Grönland / Island - Wo Europa wild wird

Reisezeit: August 2005  |  von Markus Keune

21.08. Eldhraun Lavafeld - Hverfisfljót Tal

Langsam gehen unsere Vorräte zu Ende und die Kost wird zunehmend einseitiger. Die Zelte werden mal wieder im Regen abgebaut, dafür treibt uns später bei der anstrengenden Wanderung die Sonne wieder den Schweiß auf die Stirn. Das Wetter ist heute wechselhafter als an jedem vorherigen Tag. Dabei ergeben sich einige beeindruckende Landschaftsbilder. Vor uns strahlend blauer Himmel, lange Schatten werden von der Sonne geworfen, es scheint wie das blühende Leben. Doch wehe, man dreht sich um. Dort sieht man eine Schlechtwetterfront aufziehen, die sich gewaschen hat. Die Berge in dunkel diffuses Dämmerlicht getaucht. Das satte grün wie ausgestorben.
Bald erreicht uns auch diese Schlechtwetterfront und es beginnt zu Hageln, doch ebenso schnell, wie der Spuk gekommen ist, ist er auch wieder vorbei und wir haben teilweise strahlend blauen Himmel in allen Himmelsrichtungen. Kaum zu glauben.

*Aufgaben*:
1. Beantworte die folgenden Fragen zum Reisebericht.
(a) In welchem Monat und Jahr lag die Reisezeit?
(b) Bei welchem Wetter werden die Zelte abgebaut?
(c) Was beginnt, als die Schlechtwetterfront die Gruppe erreicht?
2. Schreibe den Reisebericht über die Wanderung vom Eldhraun Lavafeld zum Hverfisfljót Tal nach dem Satz „Kaum zu glauben.“ weiter.

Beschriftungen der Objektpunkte
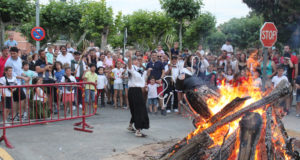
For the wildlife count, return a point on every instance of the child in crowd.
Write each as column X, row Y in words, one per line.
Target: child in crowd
column 8, row 80
column 220, row 79
column 152, row 95
column 229, row 76
column 39, row 108
column 298, row 96
column 125, row 85
column 68, row 92
column 90, row 76
column 256, row 79
column 118, row 83
column 101, row 85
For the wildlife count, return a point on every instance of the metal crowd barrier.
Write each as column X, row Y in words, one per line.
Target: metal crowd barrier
column 51, row 105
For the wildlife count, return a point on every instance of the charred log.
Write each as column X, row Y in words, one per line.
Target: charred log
column 250, row 127
column 281, row 90
column 228, row 108
column 268, row 136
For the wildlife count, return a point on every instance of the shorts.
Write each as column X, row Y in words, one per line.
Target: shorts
column 8, row 102
column 68, row 97
column 88, row 94
column 152, row 101
column 118, row 86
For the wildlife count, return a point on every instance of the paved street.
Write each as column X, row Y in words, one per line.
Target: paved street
column 59, row 141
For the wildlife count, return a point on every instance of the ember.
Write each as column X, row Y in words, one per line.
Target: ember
column 238, row 123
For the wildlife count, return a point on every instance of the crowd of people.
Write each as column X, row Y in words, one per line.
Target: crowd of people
column 161, row 71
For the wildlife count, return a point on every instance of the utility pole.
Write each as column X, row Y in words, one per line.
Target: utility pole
column 37, row 20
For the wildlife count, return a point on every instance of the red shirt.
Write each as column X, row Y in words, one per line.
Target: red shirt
column 2, row 65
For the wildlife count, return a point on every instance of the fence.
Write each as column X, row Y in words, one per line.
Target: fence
column 26, row 105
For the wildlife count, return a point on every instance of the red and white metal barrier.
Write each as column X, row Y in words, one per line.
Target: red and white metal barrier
column 47, row 103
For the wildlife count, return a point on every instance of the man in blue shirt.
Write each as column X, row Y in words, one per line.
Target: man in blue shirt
column 11, row 42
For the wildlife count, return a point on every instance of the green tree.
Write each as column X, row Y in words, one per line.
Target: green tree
column 244, row 32
column 214, row 41
column 14, row 12
column 199, row 29
column 97, row 19
column 147, row 29
column 60, row 20
column 115, row 38
column 181, row 10
column 285, row 15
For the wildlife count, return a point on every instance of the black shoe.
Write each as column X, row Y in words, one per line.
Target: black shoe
column 163, row 112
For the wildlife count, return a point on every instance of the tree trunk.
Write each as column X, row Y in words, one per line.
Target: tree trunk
column 2, row 33
column 104, row 38
column 180, row 35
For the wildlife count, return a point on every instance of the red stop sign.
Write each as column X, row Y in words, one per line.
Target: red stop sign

*Lösungen*:
1.
(a) Im August 2005.
(b) Im Regen.
(c) Es beginnt zu hageln.

2.
Dalsfjall, ein Berg voller Wasserfälle

Dalsfjall, ein Berg voller Wasserfälle

Später geht es dann aber doch noch einmal querfeldein, aber über eine einfache Wiese, wo man auch besser vorankommt. Wir stoßen wieder auf unsere vorgesehene Route und bekommen zumindest noch einen großen Wasserfall und unzählig viele kleine Wasserfälle zu sehen. Der gesamte Berghang ist voll von Wasserfällen. Wahrscheinlich handelt es sich bei den meisten Bächen normalerweise um kleine Rinnsäle, die überhaupt nicht auffallen, aber durch den vielen Regen der vergangenen Tage dann zu größeren Bächen angestiegen sind.
"Möchte noch jemand ein Stück Schokolade?" Wie werden mir diese Worte in den nächsten Tagen fehlen. Natürlich möchte ich noch ein Stück. Wir haben uns mal wieder zu einer längeren Pause niedergelassen. Wie jeden Mittag.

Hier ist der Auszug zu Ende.